= YOUR INSTRUCTIONS =
Within the records that follow, determine how many lines include the word "water". State the number and nothing further.

= RECORDS PROVIDED =
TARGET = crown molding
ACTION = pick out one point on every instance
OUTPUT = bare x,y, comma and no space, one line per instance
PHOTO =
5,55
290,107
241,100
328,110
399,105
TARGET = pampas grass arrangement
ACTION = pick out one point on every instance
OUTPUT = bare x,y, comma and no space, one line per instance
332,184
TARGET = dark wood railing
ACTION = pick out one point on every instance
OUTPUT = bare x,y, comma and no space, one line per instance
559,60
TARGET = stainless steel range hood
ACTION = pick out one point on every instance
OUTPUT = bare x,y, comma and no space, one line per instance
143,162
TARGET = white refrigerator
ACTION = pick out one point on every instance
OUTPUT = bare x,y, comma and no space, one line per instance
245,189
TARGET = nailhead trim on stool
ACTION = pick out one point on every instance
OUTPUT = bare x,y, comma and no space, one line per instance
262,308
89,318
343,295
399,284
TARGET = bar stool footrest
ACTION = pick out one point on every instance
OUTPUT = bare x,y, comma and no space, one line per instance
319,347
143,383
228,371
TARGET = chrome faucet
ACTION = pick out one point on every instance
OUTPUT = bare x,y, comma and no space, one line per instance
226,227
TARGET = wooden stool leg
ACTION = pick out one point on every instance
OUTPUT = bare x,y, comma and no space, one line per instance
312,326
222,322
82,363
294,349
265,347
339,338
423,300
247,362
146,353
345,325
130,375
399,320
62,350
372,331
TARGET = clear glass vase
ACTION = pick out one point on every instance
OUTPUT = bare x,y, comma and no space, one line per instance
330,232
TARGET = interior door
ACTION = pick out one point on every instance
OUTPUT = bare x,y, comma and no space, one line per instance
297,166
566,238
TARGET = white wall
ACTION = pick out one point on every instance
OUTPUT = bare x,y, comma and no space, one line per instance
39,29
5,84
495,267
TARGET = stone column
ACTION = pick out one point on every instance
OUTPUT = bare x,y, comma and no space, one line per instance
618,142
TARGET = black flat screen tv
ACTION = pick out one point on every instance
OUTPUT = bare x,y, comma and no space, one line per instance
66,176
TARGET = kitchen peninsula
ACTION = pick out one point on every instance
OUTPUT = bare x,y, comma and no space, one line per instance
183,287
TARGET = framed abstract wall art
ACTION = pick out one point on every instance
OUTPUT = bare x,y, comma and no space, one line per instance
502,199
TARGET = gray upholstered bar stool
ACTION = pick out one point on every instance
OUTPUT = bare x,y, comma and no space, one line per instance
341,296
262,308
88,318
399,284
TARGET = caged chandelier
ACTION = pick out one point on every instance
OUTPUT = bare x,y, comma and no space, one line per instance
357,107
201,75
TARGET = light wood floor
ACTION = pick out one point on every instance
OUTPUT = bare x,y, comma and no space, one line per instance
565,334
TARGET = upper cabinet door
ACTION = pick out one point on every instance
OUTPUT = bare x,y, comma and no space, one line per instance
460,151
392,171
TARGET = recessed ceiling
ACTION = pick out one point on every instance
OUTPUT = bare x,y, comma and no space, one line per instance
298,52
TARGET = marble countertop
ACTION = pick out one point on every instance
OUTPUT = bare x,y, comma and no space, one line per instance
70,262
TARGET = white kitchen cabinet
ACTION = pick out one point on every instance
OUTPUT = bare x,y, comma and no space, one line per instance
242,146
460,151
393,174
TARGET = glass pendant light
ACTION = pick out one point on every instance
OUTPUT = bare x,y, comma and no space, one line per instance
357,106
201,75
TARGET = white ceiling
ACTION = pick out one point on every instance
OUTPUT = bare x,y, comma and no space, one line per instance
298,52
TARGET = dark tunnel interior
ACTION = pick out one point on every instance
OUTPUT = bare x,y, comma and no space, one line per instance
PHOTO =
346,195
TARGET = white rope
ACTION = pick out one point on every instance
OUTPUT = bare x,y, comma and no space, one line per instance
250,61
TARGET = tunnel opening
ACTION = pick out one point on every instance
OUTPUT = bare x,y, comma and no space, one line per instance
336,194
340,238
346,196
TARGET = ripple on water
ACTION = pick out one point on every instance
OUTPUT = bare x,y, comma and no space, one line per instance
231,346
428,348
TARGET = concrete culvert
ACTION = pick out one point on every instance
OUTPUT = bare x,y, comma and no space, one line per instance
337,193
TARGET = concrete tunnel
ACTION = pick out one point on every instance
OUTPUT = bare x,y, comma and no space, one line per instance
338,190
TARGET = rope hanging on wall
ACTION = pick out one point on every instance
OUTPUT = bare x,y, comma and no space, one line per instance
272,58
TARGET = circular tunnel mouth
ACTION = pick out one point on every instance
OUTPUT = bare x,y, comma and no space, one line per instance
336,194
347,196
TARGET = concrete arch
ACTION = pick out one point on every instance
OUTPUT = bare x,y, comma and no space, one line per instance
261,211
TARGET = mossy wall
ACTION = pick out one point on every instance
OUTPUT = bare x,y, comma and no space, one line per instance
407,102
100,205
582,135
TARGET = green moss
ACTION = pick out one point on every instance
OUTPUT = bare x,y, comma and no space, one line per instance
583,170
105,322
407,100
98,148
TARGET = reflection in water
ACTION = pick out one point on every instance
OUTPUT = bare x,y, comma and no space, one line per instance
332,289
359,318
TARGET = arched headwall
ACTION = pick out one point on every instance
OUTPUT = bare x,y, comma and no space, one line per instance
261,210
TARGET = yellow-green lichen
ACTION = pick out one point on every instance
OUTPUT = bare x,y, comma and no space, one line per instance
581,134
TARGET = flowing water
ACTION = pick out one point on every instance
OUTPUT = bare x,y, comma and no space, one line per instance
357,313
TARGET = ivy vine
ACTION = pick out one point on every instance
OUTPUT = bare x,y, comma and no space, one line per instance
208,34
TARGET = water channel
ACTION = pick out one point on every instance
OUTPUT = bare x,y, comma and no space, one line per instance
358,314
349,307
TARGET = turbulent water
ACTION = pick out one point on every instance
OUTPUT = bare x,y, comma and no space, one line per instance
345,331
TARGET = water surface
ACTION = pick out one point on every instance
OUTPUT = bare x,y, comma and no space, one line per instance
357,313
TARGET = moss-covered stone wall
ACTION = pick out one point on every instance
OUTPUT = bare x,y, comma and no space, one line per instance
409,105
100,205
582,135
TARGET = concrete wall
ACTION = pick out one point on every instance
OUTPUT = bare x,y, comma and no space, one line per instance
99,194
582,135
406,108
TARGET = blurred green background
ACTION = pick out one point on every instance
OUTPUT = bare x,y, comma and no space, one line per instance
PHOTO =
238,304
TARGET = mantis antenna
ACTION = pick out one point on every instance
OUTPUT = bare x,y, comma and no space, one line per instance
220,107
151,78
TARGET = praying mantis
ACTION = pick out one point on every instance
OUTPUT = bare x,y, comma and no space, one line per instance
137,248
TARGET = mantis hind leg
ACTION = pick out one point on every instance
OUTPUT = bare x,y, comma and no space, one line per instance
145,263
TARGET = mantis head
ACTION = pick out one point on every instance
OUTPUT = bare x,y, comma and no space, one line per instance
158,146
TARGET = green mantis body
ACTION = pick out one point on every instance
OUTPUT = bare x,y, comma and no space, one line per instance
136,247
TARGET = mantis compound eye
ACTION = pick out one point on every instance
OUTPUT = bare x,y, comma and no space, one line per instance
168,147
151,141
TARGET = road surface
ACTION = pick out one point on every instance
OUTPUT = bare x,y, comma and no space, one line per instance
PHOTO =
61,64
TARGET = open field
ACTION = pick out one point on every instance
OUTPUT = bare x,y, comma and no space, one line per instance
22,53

= YOUR SOLUTION =
6